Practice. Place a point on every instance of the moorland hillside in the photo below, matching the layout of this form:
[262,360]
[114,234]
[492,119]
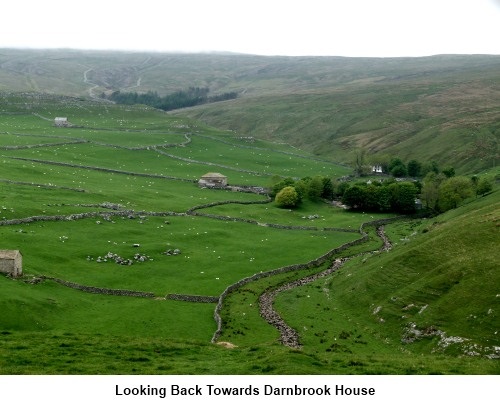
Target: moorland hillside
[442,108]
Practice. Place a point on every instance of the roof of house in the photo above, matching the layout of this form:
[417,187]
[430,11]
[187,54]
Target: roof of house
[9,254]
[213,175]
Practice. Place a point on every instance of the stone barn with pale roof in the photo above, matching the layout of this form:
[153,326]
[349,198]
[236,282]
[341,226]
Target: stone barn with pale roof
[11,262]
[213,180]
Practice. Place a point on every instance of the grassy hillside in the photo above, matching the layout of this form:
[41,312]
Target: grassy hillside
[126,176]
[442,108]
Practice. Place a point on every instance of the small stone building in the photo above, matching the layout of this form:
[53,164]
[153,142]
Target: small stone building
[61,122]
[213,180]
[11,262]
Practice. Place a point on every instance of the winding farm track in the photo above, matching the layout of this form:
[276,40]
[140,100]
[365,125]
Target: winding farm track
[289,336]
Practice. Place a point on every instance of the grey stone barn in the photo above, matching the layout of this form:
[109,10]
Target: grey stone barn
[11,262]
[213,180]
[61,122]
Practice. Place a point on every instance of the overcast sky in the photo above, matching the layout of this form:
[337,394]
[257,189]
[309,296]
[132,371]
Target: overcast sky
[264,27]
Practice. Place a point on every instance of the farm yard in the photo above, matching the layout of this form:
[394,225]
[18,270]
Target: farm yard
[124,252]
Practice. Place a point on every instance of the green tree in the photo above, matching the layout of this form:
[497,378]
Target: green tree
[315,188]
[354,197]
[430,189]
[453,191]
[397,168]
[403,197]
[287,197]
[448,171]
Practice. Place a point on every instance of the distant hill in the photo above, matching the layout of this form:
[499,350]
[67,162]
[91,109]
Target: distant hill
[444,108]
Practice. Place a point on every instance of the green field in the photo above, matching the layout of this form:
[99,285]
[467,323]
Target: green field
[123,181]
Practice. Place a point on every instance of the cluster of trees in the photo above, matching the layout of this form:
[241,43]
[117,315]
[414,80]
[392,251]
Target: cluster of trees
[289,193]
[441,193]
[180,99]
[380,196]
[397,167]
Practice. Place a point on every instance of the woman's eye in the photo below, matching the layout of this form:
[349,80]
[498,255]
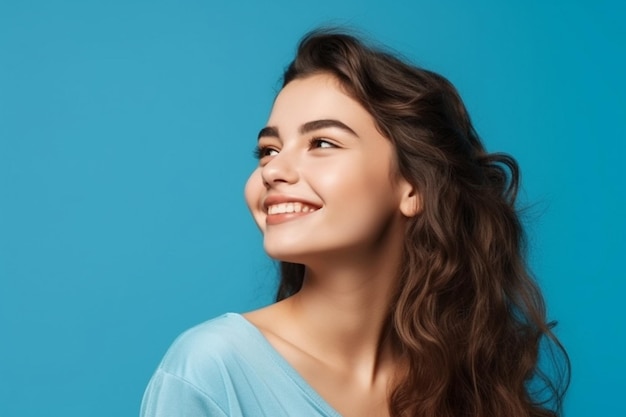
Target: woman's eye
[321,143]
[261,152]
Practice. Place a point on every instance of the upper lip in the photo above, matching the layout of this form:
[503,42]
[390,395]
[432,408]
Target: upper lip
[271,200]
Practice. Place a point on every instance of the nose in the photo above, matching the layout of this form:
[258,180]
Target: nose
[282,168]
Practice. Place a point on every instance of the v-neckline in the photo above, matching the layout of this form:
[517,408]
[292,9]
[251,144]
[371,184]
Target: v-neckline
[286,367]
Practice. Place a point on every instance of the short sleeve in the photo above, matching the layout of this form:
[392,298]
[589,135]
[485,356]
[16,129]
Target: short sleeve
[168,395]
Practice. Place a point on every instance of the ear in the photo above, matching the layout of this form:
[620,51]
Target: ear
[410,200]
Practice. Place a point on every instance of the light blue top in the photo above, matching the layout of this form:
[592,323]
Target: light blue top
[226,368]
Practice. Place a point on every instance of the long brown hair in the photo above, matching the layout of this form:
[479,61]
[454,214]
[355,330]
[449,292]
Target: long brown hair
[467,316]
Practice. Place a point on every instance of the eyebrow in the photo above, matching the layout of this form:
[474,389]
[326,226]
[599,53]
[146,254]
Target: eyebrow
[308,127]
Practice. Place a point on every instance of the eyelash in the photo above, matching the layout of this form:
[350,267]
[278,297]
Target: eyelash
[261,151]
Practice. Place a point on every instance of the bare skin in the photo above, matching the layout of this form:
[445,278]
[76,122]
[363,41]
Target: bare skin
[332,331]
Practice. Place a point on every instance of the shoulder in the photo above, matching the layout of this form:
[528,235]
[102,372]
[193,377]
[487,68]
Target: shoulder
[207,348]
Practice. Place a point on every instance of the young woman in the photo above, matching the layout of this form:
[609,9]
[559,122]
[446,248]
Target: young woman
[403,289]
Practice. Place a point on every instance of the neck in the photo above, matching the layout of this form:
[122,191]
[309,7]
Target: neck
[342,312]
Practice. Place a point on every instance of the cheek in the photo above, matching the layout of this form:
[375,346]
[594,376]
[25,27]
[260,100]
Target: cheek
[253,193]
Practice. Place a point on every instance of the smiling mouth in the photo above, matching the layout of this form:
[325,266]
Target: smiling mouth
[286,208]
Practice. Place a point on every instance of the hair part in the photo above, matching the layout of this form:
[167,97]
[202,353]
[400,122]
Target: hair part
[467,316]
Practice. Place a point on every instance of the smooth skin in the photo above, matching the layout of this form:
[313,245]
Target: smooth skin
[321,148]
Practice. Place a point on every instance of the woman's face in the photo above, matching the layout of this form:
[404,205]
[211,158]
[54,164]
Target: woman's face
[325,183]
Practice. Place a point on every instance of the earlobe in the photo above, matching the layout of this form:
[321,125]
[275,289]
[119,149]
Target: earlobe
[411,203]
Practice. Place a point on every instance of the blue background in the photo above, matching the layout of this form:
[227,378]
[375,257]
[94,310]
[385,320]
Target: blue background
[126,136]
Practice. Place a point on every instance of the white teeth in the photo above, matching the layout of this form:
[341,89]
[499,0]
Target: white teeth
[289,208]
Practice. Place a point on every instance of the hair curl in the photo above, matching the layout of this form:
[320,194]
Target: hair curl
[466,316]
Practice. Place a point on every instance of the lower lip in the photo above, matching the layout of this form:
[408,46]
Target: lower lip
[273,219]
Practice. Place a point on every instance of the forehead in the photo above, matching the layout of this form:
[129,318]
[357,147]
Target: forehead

Task requirements:
Tally the lines above containing "forehead". Number only.

Output for this task:
2